One gateway in front of an on-prem mesh.
The same agentic demos, routed through Otari — Mozilla.ai’s self-hostable, OpenAI-compatible gateway — which meters and budgets every call before it reaches a Cascadia mesh of Intel AI PCs. Otari is wired to Cascadia as a first-class cascadia provider in any-llm; nothing about the gateway is Cascadia-specific.
The four agentic-workflow demos. Orchestrates the pipeline step-by-step and renders per-step node IDs + signed receipts. Holds no secrets.
Serverless functions run every LLM call server-side, so the Otari virtual key never reaches the browser. This is the only thing deployed to the cloud.
Authenticates the virtual key, enforces its dollar budget, prices and meters every call into a usage ledger, then resolves the provider through any-llm. Runs self-hosted (SQLite, standalone) on the miner, exposed via Tailscale Funnel.
Splits cascadia:<id>, forwards the bare model id to the Cascadia coordinator over its OpenAI-compatible API, and passes the response through unchanged — including the cascadia receipt block.
Open-weight 8B-class models split into INT4 OpenVINO shards across a fleet of Intel AI PCs (one model pipeline-parallel across two machines). Every response carries the serving node ID and a signed receipt. Zero bytes leave the premises.
The data plane stops at the mesh — no cloud GPU is touched at any layer. Swap the mesh for any OpenAI-compatible backend and the gateway, keys, budgets, and this UI are unchanged.

Supplied entries:
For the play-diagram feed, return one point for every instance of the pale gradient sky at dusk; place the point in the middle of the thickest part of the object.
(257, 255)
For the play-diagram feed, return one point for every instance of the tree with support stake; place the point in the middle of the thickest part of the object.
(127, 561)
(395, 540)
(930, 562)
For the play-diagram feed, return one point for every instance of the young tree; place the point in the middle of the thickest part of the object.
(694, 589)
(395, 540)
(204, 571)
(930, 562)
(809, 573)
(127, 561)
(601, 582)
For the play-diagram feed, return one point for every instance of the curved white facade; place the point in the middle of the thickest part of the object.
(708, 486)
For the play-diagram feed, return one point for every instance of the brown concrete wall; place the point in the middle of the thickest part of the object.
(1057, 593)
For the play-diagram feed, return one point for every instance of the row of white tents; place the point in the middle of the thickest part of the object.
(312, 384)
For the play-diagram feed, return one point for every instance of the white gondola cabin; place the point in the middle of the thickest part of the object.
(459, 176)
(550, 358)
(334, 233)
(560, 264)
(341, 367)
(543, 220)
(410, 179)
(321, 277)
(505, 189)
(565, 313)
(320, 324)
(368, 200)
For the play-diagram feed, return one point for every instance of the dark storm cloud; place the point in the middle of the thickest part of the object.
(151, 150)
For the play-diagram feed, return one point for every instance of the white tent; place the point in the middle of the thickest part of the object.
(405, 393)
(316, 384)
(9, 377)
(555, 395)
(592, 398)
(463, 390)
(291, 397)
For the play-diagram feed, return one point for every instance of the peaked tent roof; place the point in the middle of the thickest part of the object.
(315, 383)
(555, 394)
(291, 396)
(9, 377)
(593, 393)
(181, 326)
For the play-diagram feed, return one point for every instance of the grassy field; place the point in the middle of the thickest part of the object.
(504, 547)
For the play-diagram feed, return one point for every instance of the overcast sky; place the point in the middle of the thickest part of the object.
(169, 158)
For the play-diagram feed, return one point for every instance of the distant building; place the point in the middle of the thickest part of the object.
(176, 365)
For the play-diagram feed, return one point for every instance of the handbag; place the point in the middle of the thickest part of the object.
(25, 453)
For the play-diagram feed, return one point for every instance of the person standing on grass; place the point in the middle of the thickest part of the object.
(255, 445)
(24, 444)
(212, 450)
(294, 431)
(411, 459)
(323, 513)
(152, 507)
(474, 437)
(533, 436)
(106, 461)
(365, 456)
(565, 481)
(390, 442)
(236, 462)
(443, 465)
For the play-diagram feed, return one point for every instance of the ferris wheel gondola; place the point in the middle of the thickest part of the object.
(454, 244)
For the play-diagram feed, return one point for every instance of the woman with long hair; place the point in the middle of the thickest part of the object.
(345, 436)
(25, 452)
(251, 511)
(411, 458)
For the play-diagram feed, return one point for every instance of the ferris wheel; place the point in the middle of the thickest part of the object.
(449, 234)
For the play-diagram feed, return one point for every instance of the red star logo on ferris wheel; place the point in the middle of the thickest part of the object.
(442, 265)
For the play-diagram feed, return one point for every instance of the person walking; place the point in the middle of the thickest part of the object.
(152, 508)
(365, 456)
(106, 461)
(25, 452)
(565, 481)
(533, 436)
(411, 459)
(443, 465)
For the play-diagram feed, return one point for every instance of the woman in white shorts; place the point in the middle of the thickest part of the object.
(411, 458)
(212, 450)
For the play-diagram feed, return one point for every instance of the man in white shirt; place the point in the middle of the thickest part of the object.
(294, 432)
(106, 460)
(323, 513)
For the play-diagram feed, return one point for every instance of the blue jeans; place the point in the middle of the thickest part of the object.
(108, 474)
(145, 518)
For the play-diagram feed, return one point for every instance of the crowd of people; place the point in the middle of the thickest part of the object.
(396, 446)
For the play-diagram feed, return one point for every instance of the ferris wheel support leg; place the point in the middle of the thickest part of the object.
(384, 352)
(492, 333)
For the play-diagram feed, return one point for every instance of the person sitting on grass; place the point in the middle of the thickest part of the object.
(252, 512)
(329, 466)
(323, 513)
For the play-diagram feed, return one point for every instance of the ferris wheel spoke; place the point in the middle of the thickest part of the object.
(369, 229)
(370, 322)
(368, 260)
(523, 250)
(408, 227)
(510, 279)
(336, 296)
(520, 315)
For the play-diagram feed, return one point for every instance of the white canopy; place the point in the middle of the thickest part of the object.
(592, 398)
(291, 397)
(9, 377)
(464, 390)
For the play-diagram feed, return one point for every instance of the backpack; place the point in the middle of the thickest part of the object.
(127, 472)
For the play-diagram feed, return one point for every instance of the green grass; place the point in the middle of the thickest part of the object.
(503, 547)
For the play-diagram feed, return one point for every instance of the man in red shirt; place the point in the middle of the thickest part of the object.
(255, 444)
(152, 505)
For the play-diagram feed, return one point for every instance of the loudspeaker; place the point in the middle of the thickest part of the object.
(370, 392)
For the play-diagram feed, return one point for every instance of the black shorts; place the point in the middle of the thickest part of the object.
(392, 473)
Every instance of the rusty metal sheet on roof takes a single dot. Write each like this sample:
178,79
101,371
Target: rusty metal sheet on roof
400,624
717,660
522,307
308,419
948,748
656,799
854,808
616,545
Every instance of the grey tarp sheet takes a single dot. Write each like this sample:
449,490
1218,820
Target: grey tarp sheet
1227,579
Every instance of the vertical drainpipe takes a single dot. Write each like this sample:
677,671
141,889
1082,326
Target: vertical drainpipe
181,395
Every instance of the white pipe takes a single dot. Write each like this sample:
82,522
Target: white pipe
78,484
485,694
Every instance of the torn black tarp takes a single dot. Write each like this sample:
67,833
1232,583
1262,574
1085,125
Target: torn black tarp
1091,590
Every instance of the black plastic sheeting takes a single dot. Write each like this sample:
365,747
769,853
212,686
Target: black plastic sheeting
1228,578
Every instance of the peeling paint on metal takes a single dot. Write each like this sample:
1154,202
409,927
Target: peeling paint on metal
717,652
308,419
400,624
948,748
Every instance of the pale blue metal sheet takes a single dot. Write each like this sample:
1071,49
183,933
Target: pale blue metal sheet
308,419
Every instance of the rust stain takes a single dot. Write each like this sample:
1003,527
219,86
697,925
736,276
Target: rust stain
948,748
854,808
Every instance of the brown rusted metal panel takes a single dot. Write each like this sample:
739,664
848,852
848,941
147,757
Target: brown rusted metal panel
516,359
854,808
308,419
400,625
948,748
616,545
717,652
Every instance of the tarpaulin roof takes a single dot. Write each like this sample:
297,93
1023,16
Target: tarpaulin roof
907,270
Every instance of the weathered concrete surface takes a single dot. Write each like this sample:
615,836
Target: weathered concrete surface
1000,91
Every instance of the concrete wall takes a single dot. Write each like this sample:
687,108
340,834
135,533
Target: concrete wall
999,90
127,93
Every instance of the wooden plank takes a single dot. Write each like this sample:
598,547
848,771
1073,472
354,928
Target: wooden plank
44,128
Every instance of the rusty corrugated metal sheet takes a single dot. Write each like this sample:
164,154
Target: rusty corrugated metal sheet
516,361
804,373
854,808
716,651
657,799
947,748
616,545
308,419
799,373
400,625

Task instructions:
1. Copy word for word everything in the Otari gateway text from "Serverless functions run" down to "leave the premises.".
2. List everything the Otari gateway text says stays unchanged when the mesh is swapped for any OpenAI-compatible backend.
3. According to the Otari gateway text, across how many machines does one model run pipeline-parallel?
Rely only on the Otari gateway text, not on the data.

Results by task:
1.
Serverless functions run every LLM call server-side, so the Otari virtual key never reaches the browser. This is the only thing deployed to the cloud.
Authenticates the virtual key, enforces its dollar budget, prices and meters every call into a usage ledger, then resolves the provider through any-llm. Runs self-hosted (SQLite, standalone) on the miner, exposed via Tailscale Funnel.
Splits cascadia:<id>, forwards the bare model id to the Cascadia coordinator over its OpenAI-compatible API, and passes the response through unchanged — including the cascadia receipt block.
Open-weight 8B-class models split into INT4 OpenVINO shards across a fleet of Intel AI PCs (one model pipeline-parallel across two machines). Every response carries the serving node ID and a signed receipt. Zero bytes leave the premises.

2. The gateway, the keys, the budgets, and the UI.

3. Two machines.